EXERCISE TASKS:
[a] Which two hardware description languages does ISE 6.1i support, according to the article on Xilinx FPGA design tools?
[b] In the article on Xilinx FPGA design tools, duplicate word for word the stretch from "Figure 1. Virtex-II" through "cost of ownership.".

··· SOURCE DOCUMENT ···

Figure 1. Virtex-II Pro FPGA Family

The technology of VLSI memory is everything in this equation—FPGAs are in the realm of commodity silicon manufacturing and typically have better silicon wafer yields than custom VLSIs. Following Moore's Law, FPGAs, much like DRAM and other advanced memory products, are the lead silicon technology drivers, pushing the most advanced 300mm wafer technology at deep submicron densities.

Tools for a New Paradigm

In this article, we introduce the most recent Xilinx FPGA design tools. The design tools are called the Integrated Software Environment, or ISE. These design tools are now released for the Linux platform as the Xilinx ISE 6.1i tools for Linux. This allows FPGA design on a platform having very low total cost of ownership.

Designing with an FPGA device is both different from and similar to programming microprocessors in a language such as C. Hardware description languages (HDLs) are used to design logic at a high level. Verilog and VHDL are the most popular HDLs in industry practice, and ISE 6.1i supports both. These languages allow description of hardware in structural or behavioral terms, or as a mix of both. HDLs are the input source code for specialized compilers, which either synthesize logic for a target or allow it to be simulated. Here, our focus is on logic synthesis, with an inside look at the FPGA and, finally, generation of the configuration bitstream with the ISE 6.1i tools.

··· PROVIDED MATERIAL ···

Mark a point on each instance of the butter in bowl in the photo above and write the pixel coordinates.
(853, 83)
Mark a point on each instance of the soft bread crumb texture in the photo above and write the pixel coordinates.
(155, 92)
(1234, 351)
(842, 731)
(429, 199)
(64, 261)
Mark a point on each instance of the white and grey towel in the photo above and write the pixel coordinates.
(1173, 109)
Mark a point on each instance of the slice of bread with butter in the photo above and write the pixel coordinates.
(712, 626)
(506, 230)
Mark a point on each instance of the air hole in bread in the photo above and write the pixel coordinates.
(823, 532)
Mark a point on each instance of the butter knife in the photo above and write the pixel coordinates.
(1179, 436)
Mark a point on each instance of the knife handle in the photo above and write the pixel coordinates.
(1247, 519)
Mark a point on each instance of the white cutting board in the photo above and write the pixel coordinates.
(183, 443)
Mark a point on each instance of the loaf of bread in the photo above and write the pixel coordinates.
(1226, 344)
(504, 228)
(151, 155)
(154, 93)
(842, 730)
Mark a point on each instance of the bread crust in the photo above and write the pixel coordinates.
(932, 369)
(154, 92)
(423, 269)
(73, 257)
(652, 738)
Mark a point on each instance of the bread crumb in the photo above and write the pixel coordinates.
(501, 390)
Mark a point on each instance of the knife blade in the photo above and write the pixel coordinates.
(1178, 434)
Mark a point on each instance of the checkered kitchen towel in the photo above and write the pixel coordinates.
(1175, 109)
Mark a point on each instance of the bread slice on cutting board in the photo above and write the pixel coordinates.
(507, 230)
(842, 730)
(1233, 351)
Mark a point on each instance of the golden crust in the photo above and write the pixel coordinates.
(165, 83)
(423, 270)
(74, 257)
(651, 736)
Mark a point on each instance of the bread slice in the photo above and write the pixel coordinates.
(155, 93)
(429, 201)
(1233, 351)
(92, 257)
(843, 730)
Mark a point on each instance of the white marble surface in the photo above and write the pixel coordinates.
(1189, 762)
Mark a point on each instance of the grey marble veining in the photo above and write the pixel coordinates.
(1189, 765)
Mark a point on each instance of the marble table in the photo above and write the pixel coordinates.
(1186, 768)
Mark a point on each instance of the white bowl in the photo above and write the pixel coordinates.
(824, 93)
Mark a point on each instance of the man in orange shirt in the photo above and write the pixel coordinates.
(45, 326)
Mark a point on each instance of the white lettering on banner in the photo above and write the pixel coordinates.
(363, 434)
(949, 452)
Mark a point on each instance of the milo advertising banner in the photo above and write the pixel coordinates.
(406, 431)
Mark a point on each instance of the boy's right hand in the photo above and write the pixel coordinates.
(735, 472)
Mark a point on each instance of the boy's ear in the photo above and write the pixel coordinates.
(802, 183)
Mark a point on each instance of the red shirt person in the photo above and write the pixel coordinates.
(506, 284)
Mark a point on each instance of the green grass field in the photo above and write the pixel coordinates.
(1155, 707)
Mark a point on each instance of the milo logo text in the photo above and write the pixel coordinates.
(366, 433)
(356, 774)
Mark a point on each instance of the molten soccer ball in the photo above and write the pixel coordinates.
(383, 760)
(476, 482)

···

ANSWERS FOR THE EXERCISE:
[a] Verilog and VHDL

[b]
Figure 1. Virtex-II Pro FPGA Family

The technology of VLSI memory is everything in this equation—FPGAs are in the realm of commodity silicon manufacturing and typically have better silicon wafer yields than custom VLSIs. Following Moore's Law, FPGAs, much like DRAM and other advanced memory products, are the lead silicon technology drivers, pushing the most advanced 300mm wafer technology at deep submicron densities.

Tools for a New Paradigm

In this article, we introduce the most recent Xilinx FPGA design tools. The design tools are called the Integrated Software Environment, or ISE. These design tools are now released for the Linux platform as the Xilinx ISE 6.1i tools for Linux. This allows FPGA design on a platform having very low total cost of ownership.